## YOUR TASK
With all images omitted, write out the records word for word.

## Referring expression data
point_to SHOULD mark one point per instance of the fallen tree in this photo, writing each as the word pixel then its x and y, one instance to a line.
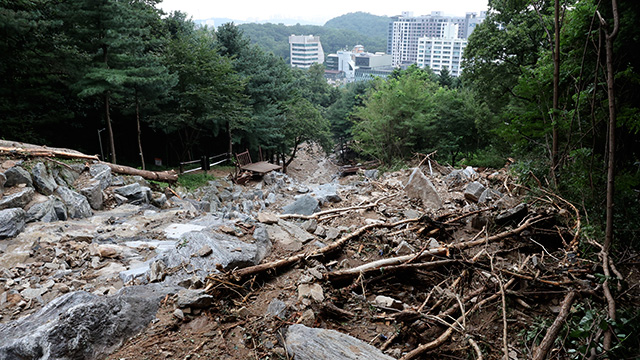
pixel 30 150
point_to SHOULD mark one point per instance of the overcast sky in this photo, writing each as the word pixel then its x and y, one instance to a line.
pixel 314 12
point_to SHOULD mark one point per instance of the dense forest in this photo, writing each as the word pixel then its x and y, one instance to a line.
pixel 552 84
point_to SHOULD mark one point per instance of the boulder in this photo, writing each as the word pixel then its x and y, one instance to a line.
pixel 134 193
pixel 473 191
pixel 304 205
pixel 43 211
pixel 42 179
pixel 18 199
pixel 313 343
pixel 512 215
pixel 3 180
pixel 11 223
pixel 419 187
pixel 327 193
pixel 77 205
pixel 93 192
pixel 80 325
pixel 102 173
pixel 17 175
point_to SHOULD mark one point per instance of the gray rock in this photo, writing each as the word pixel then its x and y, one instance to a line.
pixel 373 174
pixel 327 193
pixel 42 179
pixel 473 191
pixel 304 205
pixel 196 299
pixel 312 343
pixel 61 209
pixel 419 187
pixel 80 325
pixel 43 211
pixel 512 215
pixel 3 180
pixel 18 199
pixel 11 222
pixel 310 225
pixel 136 194
pixel 93 192
pixel 17 175
pixel 76 204
pixel 102 173
pixel 277 308
pixel 489 195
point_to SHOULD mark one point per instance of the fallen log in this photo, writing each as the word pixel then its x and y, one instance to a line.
pixel 166 176
pixel 379 264
pixel 546 344
pixel 240 273
pixel 24 149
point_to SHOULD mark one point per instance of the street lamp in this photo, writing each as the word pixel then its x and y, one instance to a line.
pixel 100 140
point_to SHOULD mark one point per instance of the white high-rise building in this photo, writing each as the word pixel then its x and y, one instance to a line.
pixel 440 52
pixel 305 50
pixel 405 30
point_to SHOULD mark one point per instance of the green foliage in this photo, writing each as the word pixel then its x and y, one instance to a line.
pixel 192 181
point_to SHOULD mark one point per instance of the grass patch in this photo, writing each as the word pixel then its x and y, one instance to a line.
pixel 193 181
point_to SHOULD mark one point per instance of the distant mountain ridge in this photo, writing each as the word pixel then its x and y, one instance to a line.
pixel 342 32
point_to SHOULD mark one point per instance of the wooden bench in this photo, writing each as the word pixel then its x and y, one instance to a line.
pixel 243 161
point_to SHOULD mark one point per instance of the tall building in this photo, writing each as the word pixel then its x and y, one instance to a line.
pixel 305 50
pixel 405 30
pixel 440 52
pixel 357 65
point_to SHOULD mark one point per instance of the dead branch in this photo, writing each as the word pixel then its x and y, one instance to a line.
pixel 445 336
pixel 541 351
pixel 376 265
pixel 166 176
pixel 338 210
pixel 240 273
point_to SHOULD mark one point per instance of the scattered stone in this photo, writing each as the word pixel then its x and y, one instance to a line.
pixel 326 193
pixel 489 195
pixel 204 251
pixel 512 215
pixel 178 314
pixel 310 291
pixel 18 199
pixel 197 299
pixel 310 225
pixel 157 271
pixel 93 192
pixel 303 342
pixel 12 222
pixel 473 191
pixel 80 325
pixel 76 204
pixel 304 205
pixel 17 175
pixel 267 218
pixel 277 308
pixel 419 187
pixel 42 180
pixel 386 301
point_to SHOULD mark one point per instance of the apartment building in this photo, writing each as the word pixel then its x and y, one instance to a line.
pixel 305 50
pixel 406 30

## ANSWER FOR THE TASK
point_to SHOULD mark one point per instance of the fallen tree in this photo, writing each as the word pixel then its x and y, one instance to a line.
pixel 30 150
point_to SHOULD mark one point per instance of the overcast sky in this photo, writing each as the word pixel then its x and y, one instance to a line.
pixel 314 12
point_to SHOULD mark one point per instance of the dense forest in this photo, writing each as the word pixel then its x and y, one instance to a line.
pixel 552 84
point_to SHOULD mark one point per instance of the boulder in this photo, writing each as the word pixel then its x and y, one instance to a line.
pixel 134 193
pixel 473 191
pixel 304 205
pixel 43 211
pixel 42 179
pixel 18 199
pixel 313 343
pixel 512 215
pixel 3 180
pixel 11 223
pixel 419 187
pixel 327 193
pixel 77 205
pixel 93 192
pixel 80 325
pixel 102 173
pixel 17 175
point_to SHOULD mark one point per instance of the gray rock in this photo, writing each as the word pixel then its x and y, one instance to a line.
pixel 373 174
pixel 327 193
pixel 42 179
pixel 473 191
pixel 304 205
pixel 196 299
pixel 312 343
pixel 61 209
pixel 419 187
pixel 80 325
pixel 43 211
pixel 512 215
pixel 3 180
pixel 18 199
pixel 11 222
pixel 310 225
pixel 136 194
pixel 93 192
pixel 17 175
pixel 76 204
pixel 102 173
pixel 277 308
pixel 489 195
point_to SHOULD mark one point per instance of the fallen log in this photo, writing each as the word pixel then its x and y, one instance to a line.
pixel 166 176
pixel 379 264
pixel 546 344
pixel 240 273
pixel 24 149
point_to SHOULD mark one point per instance of the street lamp in this photo, writing each as the word pixel then its x and y, one instance to a line.
pixel 100 140
point_to SHOULD mark one point per instance of the white high-rise building in this photo, writing each as the word pixel then its x and y, one instance to a line.
pixel 440 52
pixel 305 50
pixel 405 30
point_to SHOULD mark one point per instance of the green foliage in this photo, writing each as the word pixel then its x and y, one instance to a line.
pixel 192 181
point_to SHOULD mark one point per instance of the grass patch in this photo, writing each as the word pixel then its x and y, one instance to a line.
pixel 193 181
point_to SHOULD mark one point per instance of the distant mountain ridge in this photo, writing each as the word pixel then its x and y, one instance to a line.
pixel 342 32
point_to SHOULD mark one point per instance of the wooden bench in this photo, writing each as the word pixel then its x and y, one instance to a line.
pixel 243 161
point_to SHOULD mark one point per instance of the tall building in this photo, writing each as the word pixel then its x and y, one instance to a line.
pixel 305 50
pixel 405 30
pixel 440 52
pixel 357 65
point_to SHOULD mark one point per instance of the dead branch in this photo, writing each as the word pixel then its x and y, one instance to a line.
pixel 445 336
pixel 541 351
pixel 376 265
pixel 166 176
pixel 338 210
pixel 240 273
point_to SHOULD mark one point per instance of the scattered stone in this photo, writing each as the word pixel then its x and y, one instance to a line.
pixel 326 193
pixel 489 195
pixel 204 251
pixel 512 215
pixel 178 314
pixel 310 291
pixel 18 199
pixel 197 299
pixel 310 225
pixel 157 271
pixel 93 192
pixel 303 342
pixel 12 222
pixel 473 191
pixel 80 325
pixel 76 204
pixel 304 205
pixel 17 175
pixel 267 218
pixel 277 308
pixel 419 187
pixel 42 180
pixel 386 301
point_to SHOULD mark one point per instance of the apartment building in this photo, writing each as the word pixel then its x and y, one instance to a line.
pixel 305 50
pixel 406 30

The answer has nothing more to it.